**Série d'exercices**:
a) D'après le texte sur la nouvelle économie mondiale, quelle ressource a servi de base à la révolution industrielle du dix-neuvième siècle ?
b) Dans le texte sur la nouvelle économie mondiale, relevez tous les continents dont les peuples sont dits dominés par les grands États capitalistes industrialisés.
c) Reprenez le texte sur la nouvelle économie mondiale et poursuivez-le après sa dernière phrase.

═════ Texte fourni

Contextes socio-politiques de la nouvelle économie mondiale

Cette mutation entamée vers de nouvelles ressources minières semble bien irréversible, et il ne servira pas à grand-chose de la condamner sous le nom de « nouvel extractivisme ». Par contre, il faut rappeler qu’elle va s’accomplir dans des contextes politiques divers, qui peuvent en varier totalement les conséquences, selon le cas positives ou négatives pour les peuples concernés.

On ne saurait négliger si on veut comprendre la révolution industrielle basée sur la houille au dix-neuvième siècle, qu’elle s’est accomplie dans un système capitaliste, qui divise les hommes entre possédants bourgeois du capital, et une majorité de prolétaires et ouvriers qui ne le possèdent pas et n’ont que le salaire versé par le Capitaliste pour vivre.

Mieux, quand, au XXème siècle, cette révolution industrielle s’est accélérée grâce au pétrole, des USA aux puissances de l’Europe Occidentale, c’est sous la forme de l’Impérialisme, ce système qui permet aux grands États capitalistes industrialisés de dominer militairement, politiquement et économiquement la majorité des peuples d’Asie, Afrique et Amérique, condamnés au pillage de leurs richesses naturelles, au non-développement et à la pauvreté.

══════════
═════ Matériel extrait

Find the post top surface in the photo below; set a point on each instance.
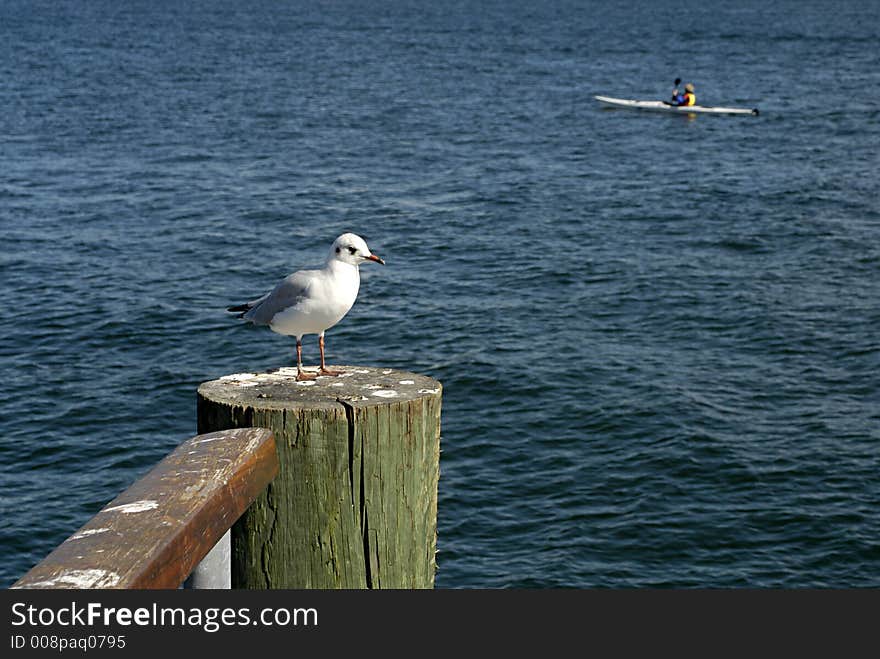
(357, 385)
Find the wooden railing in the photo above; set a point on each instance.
(156, 532)
(347, 498)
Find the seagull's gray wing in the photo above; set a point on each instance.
(289, 292)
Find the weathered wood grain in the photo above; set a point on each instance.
(154, 534)
(355, 502)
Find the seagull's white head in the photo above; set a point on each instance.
(351, 248)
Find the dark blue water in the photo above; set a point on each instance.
(658, 337)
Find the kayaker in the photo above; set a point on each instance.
(689, 97)
(677, 97)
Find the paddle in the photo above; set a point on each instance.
(675, 84)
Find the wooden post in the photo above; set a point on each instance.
(355, 501)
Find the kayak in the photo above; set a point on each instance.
(660, 106)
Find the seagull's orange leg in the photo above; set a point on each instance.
(324, 370)
(301, 374)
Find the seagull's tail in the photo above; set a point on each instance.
(241, 309)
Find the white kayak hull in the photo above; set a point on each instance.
(660, 106)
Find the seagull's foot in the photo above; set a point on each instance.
(302, 375)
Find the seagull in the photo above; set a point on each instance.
(312, 301)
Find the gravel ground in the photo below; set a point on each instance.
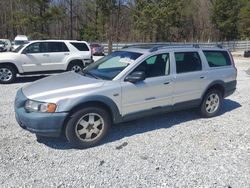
(172, 150)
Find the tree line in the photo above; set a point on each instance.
(126, 20)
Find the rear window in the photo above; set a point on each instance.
(80, 46)
(187, 62)
(217, 58)
(57, 47)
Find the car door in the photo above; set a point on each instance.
(34, 56)
(153, 92)
(190, 78)
(58, 52)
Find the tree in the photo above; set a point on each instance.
(244, 21)
(225, 17)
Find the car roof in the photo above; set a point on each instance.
(21, 37)
(153, 48)
(58, 41)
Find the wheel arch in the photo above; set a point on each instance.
(11, 64)
(96, 101)
(219, 85)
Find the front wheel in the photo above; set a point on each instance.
(87, 127)
(7, 74)
(211, 103)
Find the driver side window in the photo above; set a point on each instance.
(157, 65)
(33, 48)
(38, 47)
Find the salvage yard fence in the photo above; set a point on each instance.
(231, 45)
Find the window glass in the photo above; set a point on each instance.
(217, 58)
(57, 47)
(33, 48)
(111, 65)
(158, 65)
(187, 62)
(80, 46)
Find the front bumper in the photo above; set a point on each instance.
(44, 124)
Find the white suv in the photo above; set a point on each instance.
(44, 57)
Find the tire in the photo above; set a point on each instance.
(7, 74)
(75, 66)
(211, 103)
(87, 127)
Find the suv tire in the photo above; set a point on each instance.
(75, 66)
(87, 127)
(7, 74)
(211, 103)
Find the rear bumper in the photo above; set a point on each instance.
(44, 124)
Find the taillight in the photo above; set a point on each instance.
(232, 59)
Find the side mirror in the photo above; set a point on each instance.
(136, 77)
(24, 51)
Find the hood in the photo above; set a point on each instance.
(61, 86)
(7, 55)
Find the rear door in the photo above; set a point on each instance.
(154, 92)
(34, 57)
(58, 52)
(190, 78)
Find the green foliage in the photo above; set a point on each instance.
(225, 17)
(244, 21)
(157, 20)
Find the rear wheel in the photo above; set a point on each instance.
(87, 127)
(211, 103)
(76, 66)
(7, 74)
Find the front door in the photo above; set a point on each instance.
(154, 92)
(34, 57)
(190, 81)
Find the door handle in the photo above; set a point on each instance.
(150, 98)
(166, 83)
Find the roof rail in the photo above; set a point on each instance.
(159, 46)
(174, 46)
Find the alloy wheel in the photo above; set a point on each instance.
(5, 74)
(212, 103)
(89, 127)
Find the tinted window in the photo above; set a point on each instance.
(217, 58)
(187, 62)
(80, 46)
(157, 65)
(38, 47)
(57, 47)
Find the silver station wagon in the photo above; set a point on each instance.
(126, 85)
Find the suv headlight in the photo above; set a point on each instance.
(35, 106)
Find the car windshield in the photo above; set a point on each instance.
(19, 42)
(18, 48)
(110, 66)
(95, 45)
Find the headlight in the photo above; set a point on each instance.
(34, 106)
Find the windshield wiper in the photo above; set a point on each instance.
(85, 73)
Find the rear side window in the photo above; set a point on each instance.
(57, 47)
(217, 58)
(187, 62)
(80, 46)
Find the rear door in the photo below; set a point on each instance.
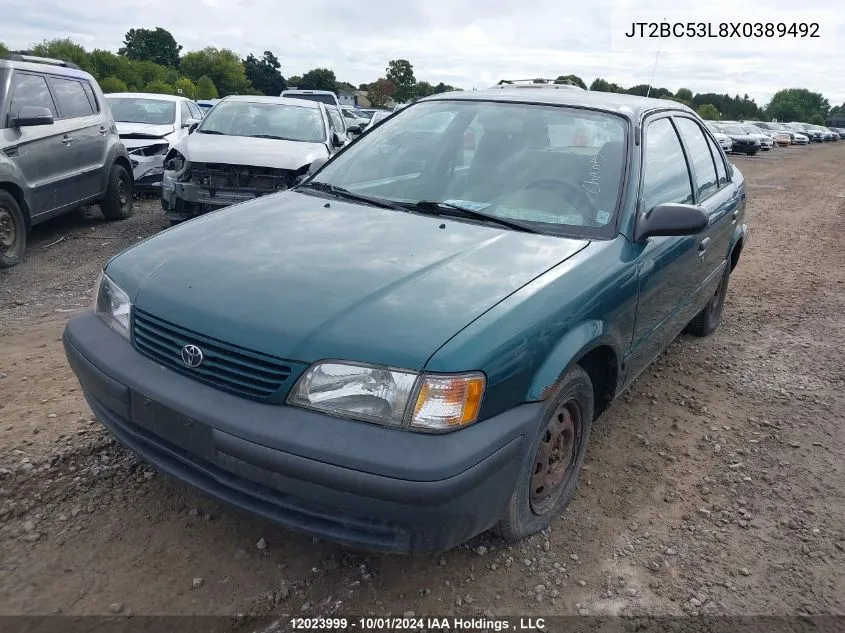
(669, 268)
(84, 141)
(718, 199)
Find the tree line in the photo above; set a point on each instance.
(151, 60)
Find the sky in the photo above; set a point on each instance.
(465, 43)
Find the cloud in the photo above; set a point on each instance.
(468, 43)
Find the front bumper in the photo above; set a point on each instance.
(353, 483)
(183, 200)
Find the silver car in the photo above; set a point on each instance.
(149, 125)
(245, 147)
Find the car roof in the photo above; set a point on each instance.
(51, 66)
(143, 95)
(302, 103)
(630, 106)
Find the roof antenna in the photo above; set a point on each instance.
(651, 81)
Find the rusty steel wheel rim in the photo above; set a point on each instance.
(556, 456)
(7, 229)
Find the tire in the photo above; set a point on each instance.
(117, 203)
(707, 321)
(12, 231)
(536, 501)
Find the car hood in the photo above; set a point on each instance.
(303, 277)
(153, 131)
(243, 150)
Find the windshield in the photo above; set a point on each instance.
(142, 110)
(264, 120)
(557, 168)
(322, 98)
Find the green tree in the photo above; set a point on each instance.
(112, 84)
(187, 87)
(401, 73)
(65, 49)
(221, 65)
(264, 73)
(160, 87)
(684, 94)
(708, 112)
(319, 79)
(573, 78)
(380, 91)
(797, 104)
(157, 46)
(206, 88)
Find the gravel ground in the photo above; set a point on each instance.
(713, 486)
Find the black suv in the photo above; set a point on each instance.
(59, 149)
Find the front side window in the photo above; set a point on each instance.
(264, 120)
(142, 110)
(705, 171)
(71, 98)
(559, 169)
(666, 177)
(30, 90)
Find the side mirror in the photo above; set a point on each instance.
(670, 219)
(33, 115)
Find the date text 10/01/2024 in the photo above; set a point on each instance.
(722, 29)
(415, 623)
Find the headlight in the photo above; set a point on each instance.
(433, 402)
(112, 305)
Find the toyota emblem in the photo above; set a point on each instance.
(192, 356)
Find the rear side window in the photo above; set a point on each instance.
(666, 177)
(89, 91)
(700, 157)
(720, 162)
(71, 98)
(30, 90)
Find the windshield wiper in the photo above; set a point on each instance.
(345, 194)
(437, 208)
(272, 136)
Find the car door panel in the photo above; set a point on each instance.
(81, 161)
(669, 268)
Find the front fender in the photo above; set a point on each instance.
(569, 349)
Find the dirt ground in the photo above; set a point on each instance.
(713, 486)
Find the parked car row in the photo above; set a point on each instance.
(411, 345)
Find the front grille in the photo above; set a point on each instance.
(225, 366)
(220, 176)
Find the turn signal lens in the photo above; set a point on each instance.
(448, 402)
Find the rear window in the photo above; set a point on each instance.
(330, 99)
(72, 100)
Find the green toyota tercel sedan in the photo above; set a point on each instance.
(410, 347)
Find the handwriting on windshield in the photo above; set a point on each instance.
(592, 184)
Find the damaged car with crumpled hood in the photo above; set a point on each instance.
(244, 148)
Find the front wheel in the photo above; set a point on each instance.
(706, 321)
(550, 469)
(117, 203)
(12, 231)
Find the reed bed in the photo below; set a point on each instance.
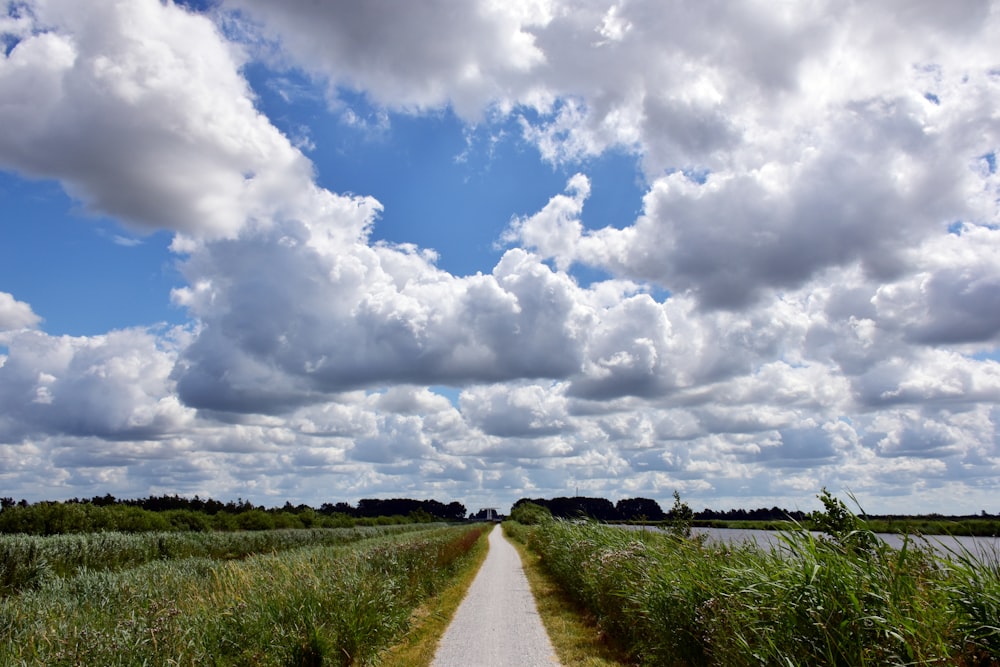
(307, 606)
(847, 599)
(27, 561)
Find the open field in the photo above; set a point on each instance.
(842, 599)
(308, 605)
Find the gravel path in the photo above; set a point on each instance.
(497, 623)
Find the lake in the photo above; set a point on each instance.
(986, 548)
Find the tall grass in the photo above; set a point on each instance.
(846, 600)
(308, 606)
(27, 561)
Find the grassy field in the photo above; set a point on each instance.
(305, 605)
(844, 599)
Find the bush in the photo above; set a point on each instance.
(530, 514)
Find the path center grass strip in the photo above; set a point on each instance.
(308, 606)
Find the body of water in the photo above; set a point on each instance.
(985, 548)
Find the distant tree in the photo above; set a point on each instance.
(680, 517)
(634, 509)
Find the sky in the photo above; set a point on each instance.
(479, 251)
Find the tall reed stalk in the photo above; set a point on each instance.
(845, 599)
(307, 606)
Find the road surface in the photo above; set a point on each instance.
(497, 624)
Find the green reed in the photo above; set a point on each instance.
(307, 606)
(27, 561)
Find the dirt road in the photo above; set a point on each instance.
(497, 624)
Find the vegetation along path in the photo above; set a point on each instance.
(497, 623)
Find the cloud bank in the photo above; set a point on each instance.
(808, 296)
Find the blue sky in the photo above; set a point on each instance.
(479, 252)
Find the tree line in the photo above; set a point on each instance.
(176, 513)
(647, 509)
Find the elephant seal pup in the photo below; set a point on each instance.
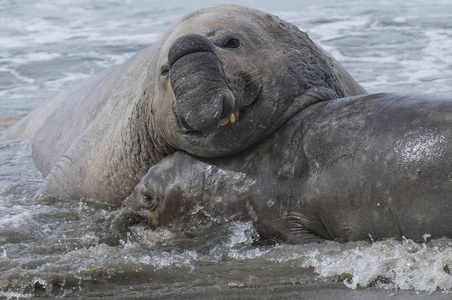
(368, 167)
(220, 80)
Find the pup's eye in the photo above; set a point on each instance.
(148, 198)
(231, 42)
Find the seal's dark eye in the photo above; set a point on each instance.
(164, 71)
(231, 42)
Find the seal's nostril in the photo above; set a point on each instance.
(228, 104)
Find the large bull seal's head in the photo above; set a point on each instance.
(227, 76)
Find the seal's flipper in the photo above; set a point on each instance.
(304, 230)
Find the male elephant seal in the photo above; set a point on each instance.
(367, 167)
(221, 79)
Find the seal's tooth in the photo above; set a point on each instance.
(232, 118)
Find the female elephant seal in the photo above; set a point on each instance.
(367, 167)
(221, 79)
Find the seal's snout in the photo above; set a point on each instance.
(188, 44)
(203, 99)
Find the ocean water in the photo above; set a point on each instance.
(79, 249)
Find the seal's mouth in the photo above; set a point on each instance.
(236, 116)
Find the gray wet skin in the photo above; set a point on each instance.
(220, 80)
(368, 167)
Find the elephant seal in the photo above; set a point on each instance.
(221, 79)
(367, 167)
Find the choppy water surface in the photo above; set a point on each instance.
(73, 249)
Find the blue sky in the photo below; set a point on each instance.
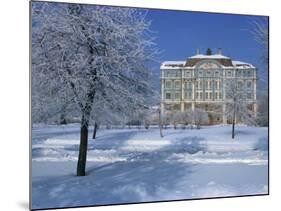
(179, 33)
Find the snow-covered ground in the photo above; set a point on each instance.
(136, 165)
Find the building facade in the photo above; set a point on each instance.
(199, 82)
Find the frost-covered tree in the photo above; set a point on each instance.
(237, 106)
(260, 32)
(90, 51)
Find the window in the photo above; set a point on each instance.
(249, 84)
(177, 95)
(190, 85)
(168, 96)
(240, 84)
(168, 84)
(177, 84)
(187, 95)
(249, 95)
(216, 84)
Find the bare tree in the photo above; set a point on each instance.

══════════

**Les réponses**:
a) La houille.

b) L'Asie, l'Afrique et l'Amérique.

c)
C’est encore aujourd’hui la réalité pour la majorité d’entre eux, comme le démontrent les flots de migrants contraints de fuir au péril de leur vie chômage et misère vers le mirage occidental. Et le « verdissement » de ces mécanismes inégalitaires ne peut que les perpétuer, y compris au détriment de peuples pourvus de « métaux rares », si ces richesses sont exportées comme autrefois vers les métropoles impérialistes sans amener un développement autonome local.

En revanche, le basculement progressif des rapports de forces mondiaux entamé depuis le début du 21éme siècle peut être une chance pour les peuples exploités dits « périphériques » , qui supportent de plus en plus impatiemment la férule occidentale, en voyant le développement extraordinaire de la Chine socialiste en une génération, mais aussi d’États nationaux certes capitalistes, mais concurrents de la coalition impérialiste occidentale, Russie, Inde, Brésil, Afrique du Sud ( ceux dits les BRICS ).

Il est normal et sain que les États indépendants d’Afrique ou d’ailleurs s’adressent toujours plus à des financements venus de Chine ou des BRICS, pour des accords gagnant-gagnant, l’exploitation de richesses naturelles contre infrastructures seules capables d’amorcer une industrialisation autochtone. C’est ce que lancent de nombreux états africains comme la République Démocratique du Congo, où bien d’autres encore, comme la dictature Camerounaise, qui se détache de l’ex-parrain français sans pour autant afficher des affinités particulières pour le modèle socialiste de développement.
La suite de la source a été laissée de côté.